Exercise aim: In the text about Frank Loesser, rewrite the part that opens with the words containing "From Meal-Tester to" and closes with "first significant success.", changing "workaholic" to "perfectionist".

**** Text

Chances are that you’ve heard Frank Loesser’s songs in one guise or anothe–maybe around the holidays, when “What Are You Doing New Year’s Eve” and “Baby It’s Cold Outside” are ubiquitous, or through any survey of 20th century Broadway musicals that includes Guys and Dolls and How to Succeed in Business Without Really Trying. Any documentary about the World War II era will likely include at least a passing reference to popular tunes that Loesser wrote or co-wrote such as “Praise the Lord and Pass the Ammunition,” “What Do You Do in the Infantry,” and “I Don’t Want to Walk Without You.”
From Meal-Tester to Hollywood Composer
The son of a classical music teacher and the brother of a renowned pianist and critic, Loesser himself never formally studied music and was a college drop-out. A chain-smoking workaholic, he began writing songs during the Depression while scuffling through various jobs, working for newspapers and at one point even taking on what he described as one of the best jobs you could have in those economically challenged times—actually getting paid to eat by working as a meal-tester for a string of restaurants. His nightclub and vaudeville work eventually paid off with a few songs in a Broadway show and a Hollywood contract–and it was in Hollywood that Loesser would experience his first significant success.

********
**** Material provided

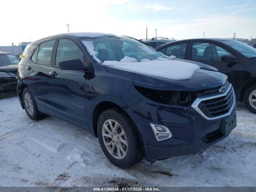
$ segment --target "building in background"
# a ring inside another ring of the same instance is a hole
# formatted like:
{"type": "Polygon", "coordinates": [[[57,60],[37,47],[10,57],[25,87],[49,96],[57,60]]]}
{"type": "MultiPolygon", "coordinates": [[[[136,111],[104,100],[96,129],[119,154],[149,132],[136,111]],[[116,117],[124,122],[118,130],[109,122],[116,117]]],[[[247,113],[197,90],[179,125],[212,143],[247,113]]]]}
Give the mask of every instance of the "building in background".
{"type": "Polygon", "coordinates": [[[0,46],[0,51],[9,52],[15,55],[19,56],[22,54],[27,45],[31,42],[21,42],[18,46],[0,46]]]}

********

Answer to the problem:
From Meal-Tester to Hollywood Composer
The son of a classical music teacher and the brother of a renowned pianist and critic, Loesser himself never formally studied music and was a college drop-out. A chain-smoking perfectionist, he began writing songs during the Depression while scuffling through various jobs, working for newspapers and at one point even taking on what he described as one of the best jobs you could have in those economically challenged times—actually getting paid to eat by working as a meal-tester for a string of restaurants. His nightclub and vaudeville work eventually paid off with a few songs in a Broadway show and a Hollywood contract–and it was in Hollywood that Loesser would experience his first significant success.